▶ _EXERCISE DETAILS_: Update the rows below by replacing "Checking inventory" with "Reviewing stock" wherever it occurs and changing nothing else. Leave the pictures out of your answer.
——————
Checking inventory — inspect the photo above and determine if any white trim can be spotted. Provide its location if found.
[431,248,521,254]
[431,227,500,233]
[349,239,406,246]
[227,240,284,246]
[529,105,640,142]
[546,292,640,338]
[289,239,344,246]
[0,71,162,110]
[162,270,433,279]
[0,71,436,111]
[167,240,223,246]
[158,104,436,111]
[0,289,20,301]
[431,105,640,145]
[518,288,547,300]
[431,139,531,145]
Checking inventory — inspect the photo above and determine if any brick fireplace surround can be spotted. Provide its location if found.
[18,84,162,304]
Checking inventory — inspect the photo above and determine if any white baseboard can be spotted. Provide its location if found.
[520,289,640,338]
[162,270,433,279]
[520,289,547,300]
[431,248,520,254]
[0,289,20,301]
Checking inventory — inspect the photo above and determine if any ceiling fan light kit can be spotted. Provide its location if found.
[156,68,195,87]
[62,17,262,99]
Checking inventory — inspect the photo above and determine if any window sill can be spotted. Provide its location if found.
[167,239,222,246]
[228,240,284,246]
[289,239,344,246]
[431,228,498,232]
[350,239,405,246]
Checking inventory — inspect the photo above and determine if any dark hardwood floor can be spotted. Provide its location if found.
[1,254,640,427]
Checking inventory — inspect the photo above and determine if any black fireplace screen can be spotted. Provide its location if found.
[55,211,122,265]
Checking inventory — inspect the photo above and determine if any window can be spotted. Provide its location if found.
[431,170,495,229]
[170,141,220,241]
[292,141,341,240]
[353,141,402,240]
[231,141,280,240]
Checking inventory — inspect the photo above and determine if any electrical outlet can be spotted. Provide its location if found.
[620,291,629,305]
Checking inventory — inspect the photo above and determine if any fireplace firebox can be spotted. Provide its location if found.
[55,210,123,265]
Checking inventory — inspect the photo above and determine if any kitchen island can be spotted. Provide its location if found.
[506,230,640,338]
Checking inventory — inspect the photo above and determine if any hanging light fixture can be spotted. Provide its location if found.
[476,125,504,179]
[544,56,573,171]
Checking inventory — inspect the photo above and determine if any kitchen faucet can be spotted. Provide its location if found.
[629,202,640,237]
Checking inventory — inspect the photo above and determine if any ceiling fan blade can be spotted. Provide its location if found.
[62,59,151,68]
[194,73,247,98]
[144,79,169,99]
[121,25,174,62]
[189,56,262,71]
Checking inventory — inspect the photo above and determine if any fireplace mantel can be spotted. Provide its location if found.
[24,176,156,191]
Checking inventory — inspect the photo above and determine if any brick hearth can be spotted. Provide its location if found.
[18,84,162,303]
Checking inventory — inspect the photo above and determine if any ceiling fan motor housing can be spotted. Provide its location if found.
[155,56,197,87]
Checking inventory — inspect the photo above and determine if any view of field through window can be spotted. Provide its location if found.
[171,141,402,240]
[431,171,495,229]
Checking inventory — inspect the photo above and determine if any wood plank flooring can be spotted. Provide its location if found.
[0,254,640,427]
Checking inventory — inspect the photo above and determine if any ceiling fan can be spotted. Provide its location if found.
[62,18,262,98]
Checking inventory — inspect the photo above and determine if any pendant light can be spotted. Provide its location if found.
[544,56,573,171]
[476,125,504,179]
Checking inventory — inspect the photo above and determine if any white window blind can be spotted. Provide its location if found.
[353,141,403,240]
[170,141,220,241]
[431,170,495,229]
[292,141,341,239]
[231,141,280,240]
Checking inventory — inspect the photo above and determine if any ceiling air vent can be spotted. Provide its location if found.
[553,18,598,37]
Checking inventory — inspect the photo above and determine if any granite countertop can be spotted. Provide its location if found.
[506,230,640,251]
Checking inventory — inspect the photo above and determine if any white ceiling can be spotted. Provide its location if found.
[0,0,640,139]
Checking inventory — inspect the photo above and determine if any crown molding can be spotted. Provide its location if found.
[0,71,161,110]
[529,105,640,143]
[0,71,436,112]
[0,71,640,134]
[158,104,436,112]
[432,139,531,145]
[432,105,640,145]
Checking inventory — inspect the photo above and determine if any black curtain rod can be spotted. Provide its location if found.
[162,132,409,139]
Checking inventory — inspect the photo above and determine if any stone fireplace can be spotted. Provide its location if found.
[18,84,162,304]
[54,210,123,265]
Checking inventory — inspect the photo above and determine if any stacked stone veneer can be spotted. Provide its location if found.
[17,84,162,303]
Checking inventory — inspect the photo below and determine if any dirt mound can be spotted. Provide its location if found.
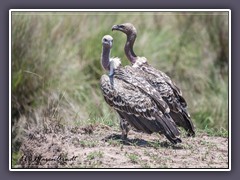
[15,125,228,168]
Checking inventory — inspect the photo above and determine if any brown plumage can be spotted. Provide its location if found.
[100,35,181,144]
[112,23,195,136]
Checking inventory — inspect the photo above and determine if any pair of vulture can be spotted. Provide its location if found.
[100,23,195,144]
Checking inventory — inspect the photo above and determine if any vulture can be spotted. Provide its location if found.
[112,23,195,136]
[100,35,182,144]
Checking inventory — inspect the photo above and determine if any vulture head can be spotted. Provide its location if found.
[101,35,121,77]
[112,23,137,36]
[102,35,113,49]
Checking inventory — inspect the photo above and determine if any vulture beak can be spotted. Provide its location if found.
[112,25,120,31]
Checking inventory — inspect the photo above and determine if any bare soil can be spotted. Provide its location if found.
[15,125,228,168]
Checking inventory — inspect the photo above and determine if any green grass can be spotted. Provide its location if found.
[11,12,228,153]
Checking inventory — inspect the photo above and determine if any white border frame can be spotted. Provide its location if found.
[9,9,231,171]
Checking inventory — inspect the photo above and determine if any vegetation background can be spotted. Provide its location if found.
[10,12,229,162]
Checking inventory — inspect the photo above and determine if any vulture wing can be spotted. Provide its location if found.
[100,71,181,144]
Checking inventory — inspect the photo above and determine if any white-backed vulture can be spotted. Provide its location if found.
[112,23,195,136]
[100,35,181,144]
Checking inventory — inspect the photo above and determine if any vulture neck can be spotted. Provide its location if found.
[124,33,137,64]
[101,47,111,71]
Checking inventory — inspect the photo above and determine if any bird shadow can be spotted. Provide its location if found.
[102,134,184,149]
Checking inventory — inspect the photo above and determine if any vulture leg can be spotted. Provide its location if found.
[120,118,130,141]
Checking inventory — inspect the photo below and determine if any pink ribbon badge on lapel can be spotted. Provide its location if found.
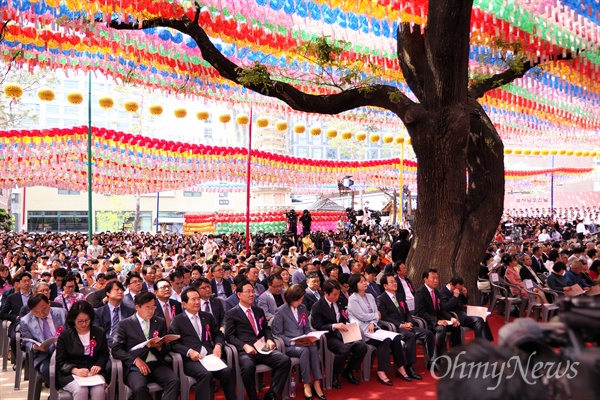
——————
▶ _THE REPLY_:
Reviewing stock — inspect the photo above and determine if any white trim can be spotted. Provide its location if found.
[431,248,521,254]
[431,227,500,233]
[349,239,406,246]
[227,240,284,246]
[529,105,640,142]
[546,292,640,338]
[289,239,344,246]
[0,71,162,110]
[162,270,433,279]
[0,71,436,111]
[167,240,223,246]
[158,104,436,111]
[0,289,20,301]
[431,105,640,145]
[518,288,547,300]
[431,139,531,145]
Reviewing stock — inspect the photo above and determine if any brick fireplace surround can be spotted. Provide its location if found.
[18,84,162,304]
Reviewing stock — inspect the photo above and determine if any white baseboard can be spotted. Provide its location if found.
[520,289,640,338]
[162,270,433,279]
[520,289,547,300]
[431,248,520,254]
[0,289,20,301]
Reviewing stock — inspect the photo above and determine if any ceiling fan light kit can be spotted. Provide its location if found.
[156,68,195,87]
[62,17,262,99]
Reviewing stock — inspect the photo above and determine if any window sill can be spotted. Provide its location if found.
[167,239,222,246]
[228,240,284,246]
[289,239,344,246]
[431,228,498,232]
[350,239,405,246]
Reviewing stock — inspect the photo above and determine if any dark hardwood floor can be spotted. Provide its location if found.
[1,254,640,427]
Reviewing stock — inspect the photo above and determine if any black fireplace screen can be spotted. Provide its location if found.
[55,211,122,265]
Reviewing stock — inspect the photo above and determine if any window can be spotted. Provide its location if found.
[431,170,495,229]
[170,141,220,241]
[292,141,341,240]
[353,141,402,240]
[231,141,280,240]
Reviewing stock — inspect the photo above and determine if any electrical outlet can be spotted. Provide its location if found.
[620,291,629,305]
Reviewing stock — inspect the photo above and determine if any fireplace firebox can be spotted. Provide its location if found.
[55,210,123,265]
Reviewing stock — inspect the photo above and determine if any kitchen island can be spotted. Provide its location if found.
[506,230,640,338]
Reviewing stock — inspect the photo above and determine if any hanging light fixture can be spotted. Provide its location if found.
[476,125,504,179]
[544,56,573,171]
Reviewing stock — inspect the photo above and determine if any kitchen faucet can be spotted. Provide its location if found.
[629,202,640,237]
Reviewing stock — inspect the photo above and determine if any ceiling fan blade can be spotted. Provide its location if found.
[62,59,151,68]
[194,73,247,98]
[144,79,169,99]
[121,25,174,62]
[189,56,262,71]
Reviewing stock — inspect the photo above and determine if any fireplace mantel can be spotted. Provide its location if found.
[24,176,156,191]
Reviewing stock — inspect the photo above and determine if any brick hearth can be spotted. Provide its location if found.
[18,84,162,303]
Reviewing stock — inspect the photo above and determine if any ceiling fan motor housing can be spotted. Provide its location if found.
[155,56,197,87]
Reviewing stock — inspect the photo above and determine if any view of field through window can be spotted. Provide its location if found.
[171,141,402,240]
[431,171,495,229]
Reviewing stock — inspect the photo above and determine if any wood plank flooring can be spotted. Provide its location if found.
[0,254,640,427]
Reviewing stock — inspect the photo above and determine if any ceiling fan can be spotted. Provide its location if found.
[62,18,262,98]
Reviewing stock — inspect the photo above and determine if any pendant light can be spotted. Provide its location if found.
[544,56,573,171]
[476,125,504,179]
Reviewing stock — inspect the photo above and determine if any white window blind can be spotted. Provide its location if found.
[353,141,403,240]
[170,141,220,241]
[431,170,495,229]
[292,141,341,239]
[231,141,280,240]
Reviewing stock — inspect the photo above and determine if any ceiling air vent can be spotted. Provide its location if found.
[553,18,598,37]
Reviewing stock — inspect the photo above and determine if any granite countertop can be spotted. Provide its location if found.
[506,230,640,251]
Reviewing stock — inspect the photo above and determine if any white ceiling can be spotted. Provide its location if found.
[0,0,640,139]
Reviewing stock — inspect the photo above and determine if any crown molding can be spotted. Provide its location if found.
[0,71,161,110]
[529,105,640,143]
[0,71,436,112]
[0,71,640,134]
[158,104,436,112]
[432,139,531,145]
[432,105,640,145]
Reviewing stock — inspect the photo above and determine if any black curtain rod can be spotted. Provide its location if found.
[162,132,409,139]
Reviewing stock — inspect the photo above and determine if any stone fireplace can be spotted. Provide its location if found.
[18,84,162,304]
[54,210,123,265]
Reviewing stock — inspect the photo above and determine if any stacked stone veneer can be spotted. Provide its location if found.
[17,84,162,303]
Reviewing stock — inspect the photo below and determine if any dirt mound can be spotted. Provide its location if found.
[15,125,228,168]
Reviewing stock — inspect the photo above and determine if any brown plumage can be spotted. Provide its location if found.
[100,35,181,144]
[112,23,195,136]
Reviewing stock — inspect the photo above and determine if any pair of vulture can be spotted. Provide its location if found.
[100,23,195,144]
Reviewing stock — inspect the photo above and determine if any vulture can be spotted. Provide its location if found.
[112,23,195,136]
[100,35,182,144]
Reviewing stock — inspect the photo above and determine if any vulture head can be spotted. Provide its location if found.
[101,35,121,77]
[112,23,137,36]
[102,35,113,49]
Reviewing stock — inspect the photo above and determine if any vulture beak can be spotted. Provide its location if found.
[112,25,120,31]
Reviewing stock — inspect the photo above and determine if any bare soil can be spotted. Provide its location if found.
[15,125,228,168]
Reviewing stock — inspect the photo above and determine if any green grass can be spotted. Provide its location if found.
[11,12,228,153]
Reviewing stock — inspect the photo above and determine if any white border frame can be spotted. Provide its location if found.
[9,9,231,171]
Reviewing stock — inspect the photo above and determine if any vegetation background can be spotted. Provide its location if found.
[10,12,229,162]
Reviewing stock — inspect the photo above and determine if any vulture wing can be spotted. Provide its location if found.
[100,71,181,144]
Reviewing stock — inspect the photo above and determine if any white-backed vulture can be spotted. Provide its location if found.
[112,23,195,136]
[100,35,181,144]
Reviewing stock — inspect the photo above and determine if any vulture neck can be spotted. Provide its location if found.
[124,33,137,64]
[101,47,111,71]
Reviewing stock — inspect the photo above and determine if any bird shadow can be spotted. Provide its location if found.
[102,134,184,149]
Reviewing stock — inspect the photo above and determine if any vulture leg can be spotted. Provide its location if found.
[120,118,130,141]
Reviewing stock — inspect the photo below and determine if any pink ribbon badge on lapel can be spotted. Provide its location if found.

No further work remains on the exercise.